[Required tasks]
**A)** In the forum thread on special triangles, what day was the poster told to bring in the answer?
**B)** Shorten the paragraph of the forum thread on special triangles that begins "I've been lurking around here", keeping its main facts.
**C)** Write the next part of the forum thread on special triangles, picking up after its final sentence.

[Text block]
□ □ □ □

# Special triangles and ratio of areas help?

• Feb 11th 2011, 04:18 PM
picklepie159
Special triangles and ratio of areas help?
Hi Mathforums!
I've been lurking around here for a round a week and found you guys are really helpful. Just today, I've been hit with two hard problems (to me, at least. The class geniuses had no problems whatsoever with these) I was sent home and was told to bring in the answer on Monday.
So I've attached the problems, and there are some scribbles on them. Please take a look at them and see if you can help.

So for the first one, since the diagonals add up to 28, and I discovered it consisted of 4 30:60:90 triangles, I took one of the 4 small triangles. The side facing 30 became x, and the side facing 60 is x(sqrt 3).
So then x + x (sqrt 3) = 14

Now, I use pythagorean;s theorem
x^2 + ( 3 )x^2 = c^2, where C is an outer side.

Now I get 2 equations - 4x^2= c^2
and x (1 + (sqrt 3)) = 14
so I get x = 14/ (1 + (sqrt 3))

I plug that in, I get c^2= 4x^2
c^2 = (4 x 196) / (4 + (sqrt 3))
c^2 = 784 / (4 + (sqrt 3))

Now I'm stuck. Can anyone help me?
• Feb 11th 2011, 04:24 PM
picklepie159
And also, for the second question, my mind is blown.(Angry)
Here's all I have.
The two upper triangle's areas add up to equal the triangle on the bottoms' area.

□ □ □ □

[Supplied information]

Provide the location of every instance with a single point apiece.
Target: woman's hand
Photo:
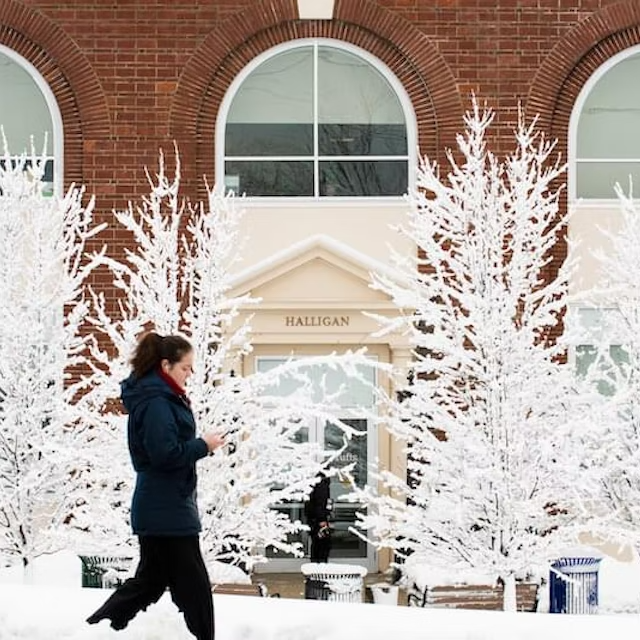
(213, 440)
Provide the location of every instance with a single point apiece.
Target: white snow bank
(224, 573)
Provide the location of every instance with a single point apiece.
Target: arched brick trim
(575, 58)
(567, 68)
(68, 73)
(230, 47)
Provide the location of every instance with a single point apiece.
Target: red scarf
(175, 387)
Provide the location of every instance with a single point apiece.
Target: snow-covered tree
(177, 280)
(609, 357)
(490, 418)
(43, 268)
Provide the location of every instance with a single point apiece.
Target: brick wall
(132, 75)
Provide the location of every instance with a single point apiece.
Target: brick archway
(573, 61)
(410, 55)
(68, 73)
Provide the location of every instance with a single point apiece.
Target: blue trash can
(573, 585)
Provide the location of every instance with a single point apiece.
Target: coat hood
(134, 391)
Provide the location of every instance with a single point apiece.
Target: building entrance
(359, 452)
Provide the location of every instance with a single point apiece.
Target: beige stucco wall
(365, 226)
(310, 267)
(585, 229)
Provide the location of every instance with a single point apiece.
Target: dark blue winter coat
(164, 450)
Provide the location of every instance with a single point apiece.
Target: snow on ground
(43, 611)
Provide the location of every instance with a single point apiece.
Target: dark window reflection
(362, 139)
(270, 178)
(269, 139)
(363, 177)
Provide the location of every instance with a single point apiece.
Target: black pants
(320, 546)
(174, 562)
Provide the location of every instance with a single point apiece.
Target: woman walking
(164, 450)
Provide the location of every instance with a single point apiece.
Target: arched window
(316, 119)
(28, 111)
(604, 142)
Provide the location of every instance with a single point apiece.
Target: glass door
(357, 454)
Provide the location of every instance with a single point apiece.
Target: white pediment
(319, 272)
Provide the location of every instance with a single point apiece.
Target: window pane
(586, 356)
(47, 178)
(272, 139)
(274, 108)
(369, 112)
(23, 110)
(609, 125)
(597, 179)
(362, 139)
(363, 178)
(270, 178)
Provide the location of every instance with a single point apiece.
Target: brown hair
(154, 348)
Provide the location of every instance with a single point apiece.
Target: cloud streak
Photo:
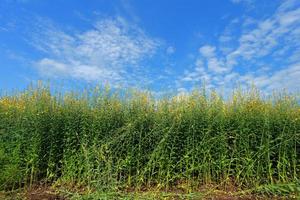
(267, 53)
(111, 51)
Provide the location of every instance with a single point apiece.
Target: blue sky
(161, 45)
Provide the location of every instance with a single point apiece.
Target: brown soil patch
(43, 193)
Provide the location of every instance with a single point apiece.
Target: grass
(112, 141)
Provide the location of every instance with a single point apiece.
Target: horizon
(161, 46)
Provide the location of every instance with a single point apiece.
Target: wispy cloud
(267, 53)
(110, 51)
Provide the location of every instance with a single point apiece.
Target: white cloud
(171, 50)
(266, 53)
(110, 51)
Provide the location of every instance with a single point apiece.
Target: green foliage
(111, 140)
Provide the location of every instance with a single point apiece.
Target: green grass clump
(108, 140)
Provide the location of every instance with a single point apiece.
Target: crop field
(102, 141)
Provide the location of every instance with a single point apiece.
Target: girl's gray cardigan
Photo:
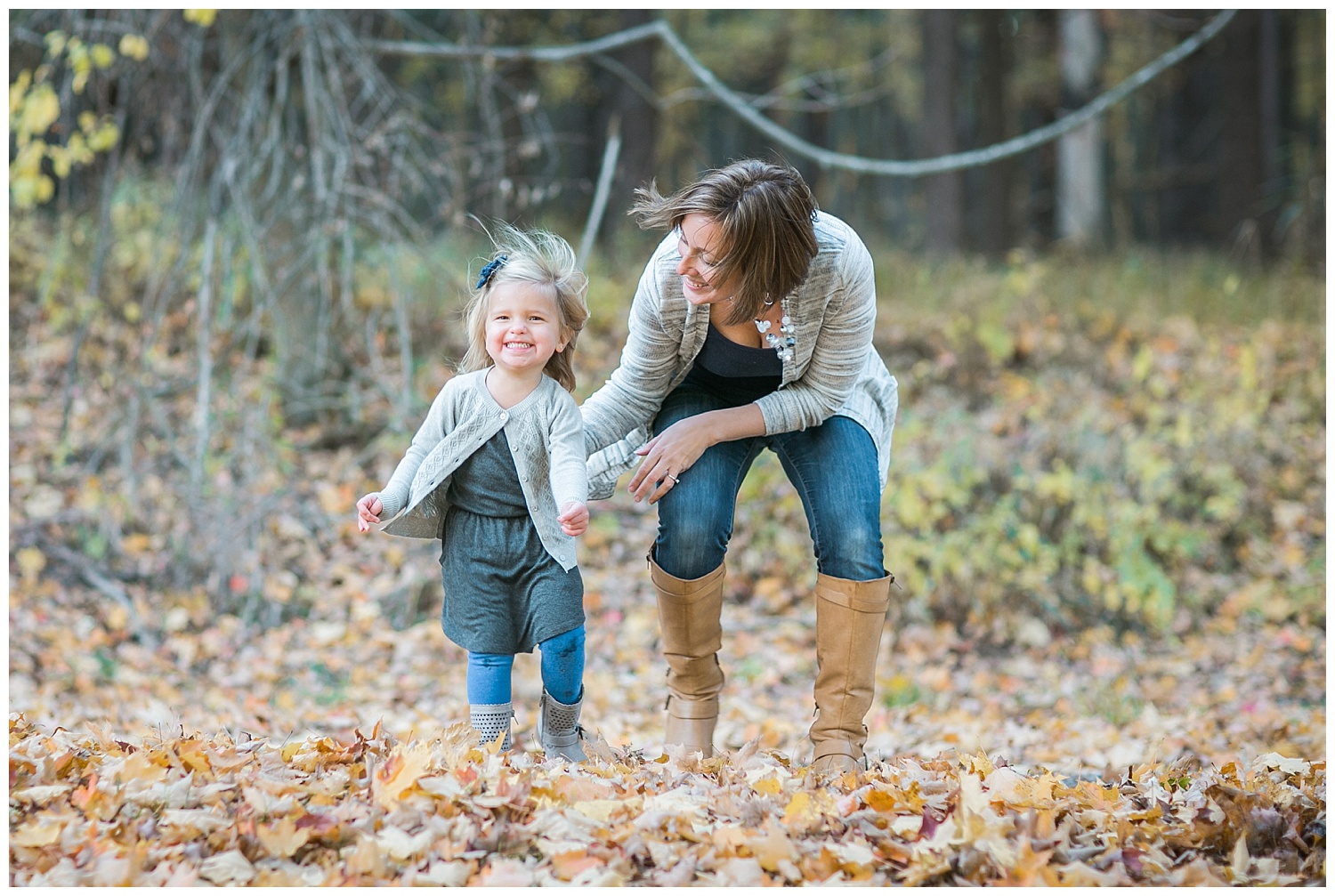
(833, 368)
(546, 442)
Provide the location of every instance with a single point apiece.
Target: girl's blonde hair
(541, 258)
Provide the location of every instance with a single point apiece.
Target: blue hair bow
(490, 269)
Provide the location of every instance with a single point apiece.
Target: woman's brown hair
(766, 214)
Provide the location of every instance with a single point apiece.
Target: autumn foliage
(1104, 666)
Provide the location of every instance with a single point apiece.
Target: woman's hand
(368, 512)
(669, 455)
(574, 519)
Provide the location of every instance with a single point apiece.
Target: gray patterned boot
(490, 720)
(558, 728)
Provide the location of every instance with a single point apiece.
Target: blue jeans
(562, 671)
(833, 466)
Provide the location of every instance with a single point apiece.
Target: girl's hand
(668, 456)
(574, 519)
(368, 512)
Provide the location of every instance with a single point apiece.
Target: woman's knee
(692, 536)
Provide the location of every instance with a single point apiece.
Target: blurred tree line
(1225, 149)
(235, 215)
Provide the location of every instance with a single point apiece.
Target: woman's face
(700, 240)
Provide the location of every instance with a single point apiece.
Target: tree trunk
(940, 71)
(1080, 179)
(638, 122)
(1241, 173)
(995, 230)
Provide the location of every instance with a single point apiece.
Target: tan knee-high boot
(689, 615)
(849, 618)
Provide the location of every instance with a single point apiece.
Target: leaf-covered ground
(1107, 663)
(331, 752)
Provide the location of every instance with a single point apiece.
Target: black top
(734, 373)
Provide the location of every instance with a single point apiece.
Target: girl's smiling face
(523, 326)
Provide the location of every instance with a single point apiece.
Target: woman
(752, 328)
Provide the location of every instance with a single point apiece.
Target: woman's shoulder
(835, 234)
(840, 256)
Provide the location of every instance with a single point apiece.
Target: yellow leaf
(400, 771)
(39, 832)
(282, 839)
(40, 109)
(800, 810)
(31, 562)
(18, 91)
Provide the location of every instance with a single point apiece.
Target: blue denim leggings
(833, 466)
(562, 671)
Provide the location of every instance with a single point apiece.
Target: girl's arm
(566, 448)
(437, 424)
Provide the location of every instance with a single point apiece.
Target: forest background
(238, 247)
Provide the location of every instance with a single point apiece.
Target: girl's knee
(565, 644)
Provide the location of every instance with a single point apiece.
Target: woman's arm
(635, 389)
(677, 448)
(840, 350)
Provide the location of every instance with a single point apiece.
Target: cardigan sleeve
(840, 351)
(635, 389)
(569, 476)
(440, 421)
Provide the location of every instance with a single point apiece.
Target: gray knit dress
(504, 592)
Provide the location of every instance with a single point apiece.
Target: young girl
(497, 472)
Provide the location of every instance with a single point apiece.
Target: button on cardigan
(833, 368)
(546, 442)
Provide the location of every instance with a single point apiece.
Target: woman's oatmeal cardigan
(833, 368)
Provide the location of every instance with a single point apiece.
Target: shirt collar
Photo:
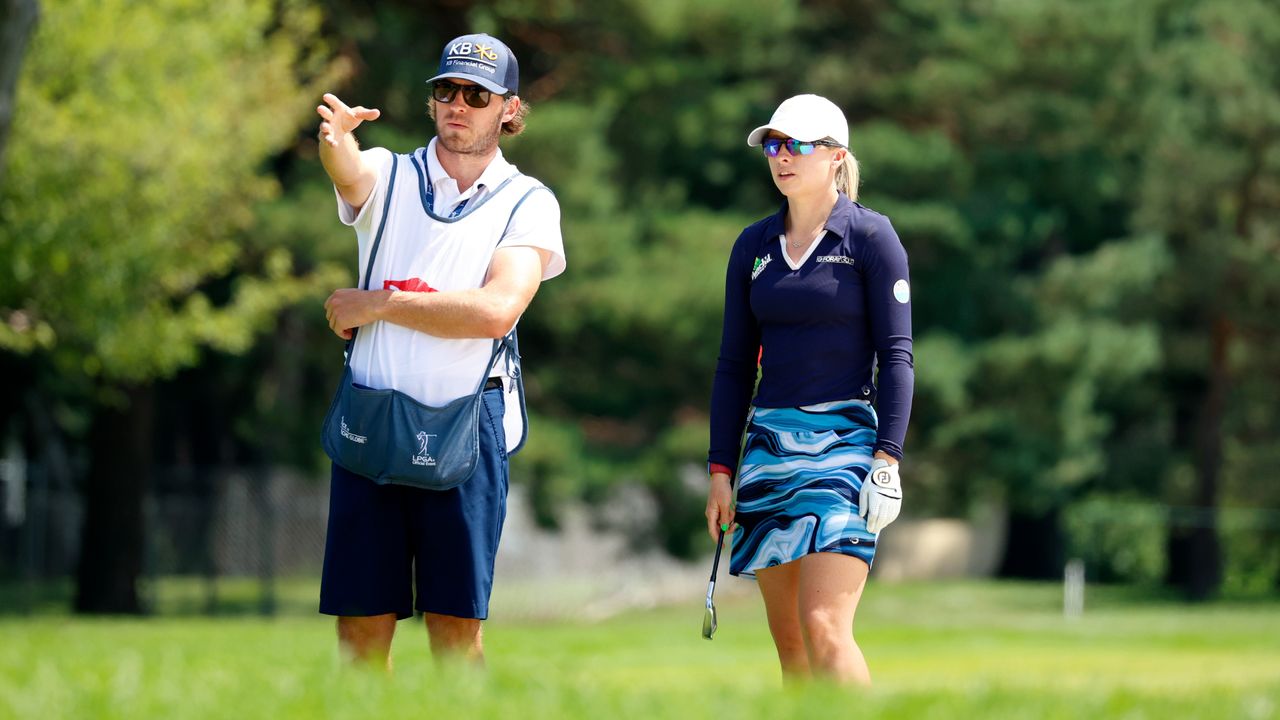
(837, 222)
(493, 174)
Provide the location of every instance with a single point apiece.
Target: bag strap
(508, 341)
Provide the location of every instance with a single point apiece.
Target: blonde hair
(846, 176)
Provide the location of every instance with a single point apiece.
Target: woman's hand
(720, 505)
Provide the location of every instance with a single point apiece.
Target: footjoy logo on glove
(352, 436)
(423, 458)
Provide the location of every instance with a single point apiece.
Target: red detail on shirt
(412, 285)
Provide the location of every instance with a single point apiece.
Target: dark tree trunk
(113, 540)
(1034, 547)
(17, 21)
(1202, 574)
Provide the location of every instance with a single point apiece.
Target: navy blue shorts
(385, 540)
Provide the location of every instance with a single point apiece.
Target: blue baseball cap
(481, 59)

□ □ □ □

[Outputs in order]
**A)** Monday.

**B)** The poster has lurked on the forum for about a week and found it very helpful. That day they were given two problems they found hard, though the class geniuses had no trouble with them. They were sent home and told to bring in the answer on Monday.

**C)**
The ratio of the areas between the triangles are : 16/25, 9/16, and 9/25.
Therefore, the ratios of the corresponding sides are their square roots:
4/5, 3/4, and 3/5 are the ratios of proportionality ( I think thats what its called?)

• Feb 11th 2011, 06:20 PM
Soroban
Hello, picklepie159!

Quote:

1, The sum of the diagonals of rhombus $\displaystyle ABCD$ is 28
. . and $\displaystyle \angle CBA = 2(\angle DAB).$

Find the perimeter of the rhombus.

Code:

             A             *           /|\           / | \         / y|  \         /  |  \       /    |    \     B * - - + - - * D       \ x  |    /         \  |  /         \  |  /           \ | /           \|/             *             C

You are correct; we have 30-60 right triangles.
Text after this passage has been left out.